__Job__:
Collect every line of the records below that holds the word "house", and copy each one. Case counts.
---------- Record list
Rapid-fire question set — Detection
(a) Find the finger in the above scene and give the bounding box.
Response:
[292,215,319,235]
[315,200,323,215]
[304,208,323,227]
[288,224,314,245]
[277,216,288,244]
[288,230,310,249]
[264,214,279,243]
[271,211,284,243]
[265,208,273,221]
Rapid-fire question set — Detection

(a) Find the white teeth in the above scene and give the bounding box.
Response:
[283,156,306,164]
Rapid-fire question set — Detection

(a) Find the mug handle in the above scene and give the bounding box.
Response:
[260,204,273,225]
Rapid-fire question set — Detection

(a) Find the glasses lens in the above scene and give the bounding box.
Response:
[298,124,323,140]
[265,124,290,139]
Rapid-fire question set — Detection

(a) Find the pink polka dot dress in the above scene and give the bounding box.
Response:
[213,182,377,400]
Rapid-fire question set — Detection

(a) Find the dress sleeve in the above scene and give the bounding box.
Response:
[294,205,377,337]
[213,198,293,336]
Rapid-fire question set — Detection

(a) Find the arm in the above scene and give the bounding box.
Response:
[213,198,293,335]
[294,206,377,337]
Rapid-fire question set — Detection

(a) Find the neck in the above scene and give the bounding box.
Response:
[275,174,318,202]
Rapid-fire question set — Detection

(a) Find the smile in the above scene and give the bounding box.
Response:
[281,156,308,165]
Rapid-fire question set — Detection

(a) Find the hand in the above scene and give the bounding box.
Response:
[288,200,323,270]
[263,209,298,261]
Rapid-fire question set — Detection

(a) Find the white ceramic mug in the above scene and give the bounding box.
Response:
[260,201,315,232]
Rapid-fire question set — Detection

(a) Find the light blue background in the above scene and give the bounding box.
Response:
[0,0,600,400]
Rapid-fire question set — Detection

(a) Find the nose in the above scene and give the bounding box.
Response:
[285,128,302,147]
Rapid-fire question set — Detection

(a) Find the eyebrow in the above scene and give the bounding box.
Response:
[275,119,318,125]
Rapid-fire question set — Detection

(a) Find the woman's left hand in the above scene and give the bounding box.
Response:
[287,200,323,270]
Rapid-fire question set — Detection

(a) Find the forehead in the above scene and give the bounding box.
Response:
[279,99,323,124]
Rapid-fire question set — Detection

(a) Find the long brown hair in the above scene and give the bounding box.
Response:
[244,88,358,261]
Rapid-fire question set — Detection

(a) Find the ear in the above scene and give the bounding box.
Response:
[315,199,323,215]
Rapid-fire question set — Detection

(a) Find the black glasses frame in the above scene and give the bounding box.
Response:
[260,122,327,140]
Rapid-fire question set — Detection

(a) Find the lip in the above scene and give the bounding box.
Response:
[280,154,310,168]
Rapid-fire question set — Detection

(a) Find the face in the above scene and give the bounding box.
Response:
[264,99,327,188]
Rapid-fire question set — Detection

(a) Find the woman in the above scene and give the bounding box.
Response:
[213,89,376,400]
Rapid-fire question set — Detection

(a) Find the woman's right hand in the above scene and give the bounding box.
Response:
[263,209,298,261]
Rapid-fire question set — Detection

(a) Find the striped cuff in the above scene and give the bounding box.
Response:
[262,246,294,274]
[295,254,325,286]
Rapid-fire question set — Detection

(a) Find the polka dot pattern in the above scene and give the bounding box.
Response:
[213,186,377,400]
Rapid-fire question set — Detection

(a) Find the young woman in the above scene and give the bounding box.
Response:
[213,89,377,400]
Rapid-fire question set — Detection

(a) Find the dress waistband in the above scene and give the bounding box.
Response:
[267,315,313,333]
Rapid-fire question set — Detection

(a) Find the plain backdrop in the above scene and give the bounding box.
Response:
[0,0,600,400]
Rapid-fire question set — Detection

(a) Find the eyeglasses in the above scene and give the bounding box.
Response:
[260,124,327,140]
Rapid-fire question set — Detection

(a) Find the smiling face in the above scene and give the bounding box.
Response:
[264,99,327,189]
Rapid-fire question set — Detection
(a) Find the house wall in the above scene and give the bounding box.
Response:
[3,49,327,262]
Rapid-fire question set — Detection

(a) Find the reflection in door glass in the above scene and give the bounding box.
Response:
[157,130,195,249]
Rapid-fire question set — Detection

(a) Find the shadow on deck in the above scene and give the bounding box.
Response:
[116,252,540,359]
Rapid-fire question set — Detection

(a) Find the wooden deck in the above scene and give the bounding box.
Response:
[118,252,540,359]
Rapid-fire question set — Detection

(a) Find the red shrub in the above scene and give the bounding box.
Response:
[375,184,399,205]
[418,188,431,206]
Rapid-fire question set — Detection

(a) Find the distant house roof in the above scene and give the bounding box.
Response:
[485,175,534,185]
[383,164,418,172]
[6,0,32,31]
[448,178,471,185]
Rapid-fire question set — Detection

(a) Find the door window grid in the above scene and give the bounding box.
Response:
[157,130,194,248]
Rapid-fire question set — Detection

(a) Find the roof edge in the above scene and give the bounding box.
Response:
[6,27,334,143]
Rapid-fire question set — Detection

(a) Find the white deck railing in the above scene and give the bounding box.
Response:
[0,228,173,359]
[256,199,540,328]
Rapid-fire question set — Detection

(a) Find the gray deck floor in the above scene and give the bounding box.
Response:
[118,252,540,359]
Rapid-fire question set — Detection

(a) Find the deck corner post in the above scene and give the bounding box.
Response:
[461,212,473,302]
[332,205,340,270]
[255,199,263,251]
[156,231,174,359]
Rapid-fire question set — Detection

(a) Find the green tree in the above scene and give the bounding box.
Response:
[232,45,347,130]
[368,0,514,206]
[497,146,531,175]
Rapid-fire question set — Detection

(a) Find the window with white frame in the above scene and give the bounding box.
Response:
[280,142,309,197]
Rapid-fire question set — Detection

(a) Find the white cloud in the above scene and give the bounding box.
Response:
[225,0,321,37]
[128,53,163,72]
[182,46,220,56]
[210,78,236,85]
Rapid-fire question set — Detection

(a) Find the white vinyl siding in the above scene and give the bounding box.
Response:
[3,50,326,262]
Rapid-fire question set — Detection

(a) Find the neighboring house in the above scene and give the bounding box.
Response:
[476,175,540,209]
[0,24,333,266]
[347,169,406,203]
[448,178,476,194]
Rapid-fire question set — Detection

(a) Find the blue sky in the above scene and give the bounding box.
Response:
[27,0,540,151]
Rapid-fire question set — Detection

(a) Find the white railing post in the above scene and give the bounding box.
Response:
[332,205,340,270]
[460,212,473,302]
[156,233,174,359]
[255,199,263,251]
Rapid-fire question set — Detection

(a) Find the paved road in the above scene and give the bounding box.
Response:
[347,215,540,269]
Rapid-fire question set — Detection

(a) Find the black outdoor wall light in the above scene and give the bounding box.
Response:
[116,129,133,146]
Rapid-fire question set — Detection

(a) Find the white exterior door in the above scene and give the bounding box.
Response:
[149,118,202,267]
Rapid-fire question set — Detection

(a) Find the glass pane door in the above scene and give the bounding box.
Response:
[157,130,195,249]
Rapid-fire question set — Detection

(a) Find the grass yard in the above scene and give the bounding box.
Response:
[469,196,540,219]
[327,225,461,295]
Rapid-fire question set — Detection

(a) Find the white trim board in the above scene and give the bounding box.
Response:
--------------------
__Reply__:
(a) Find the house wall in the above scene and give the bounding box.
(a) Find the distant house roof in the above scene and give the bounding box.
(a) Find the neighboring house in the above scene and give the bounding box.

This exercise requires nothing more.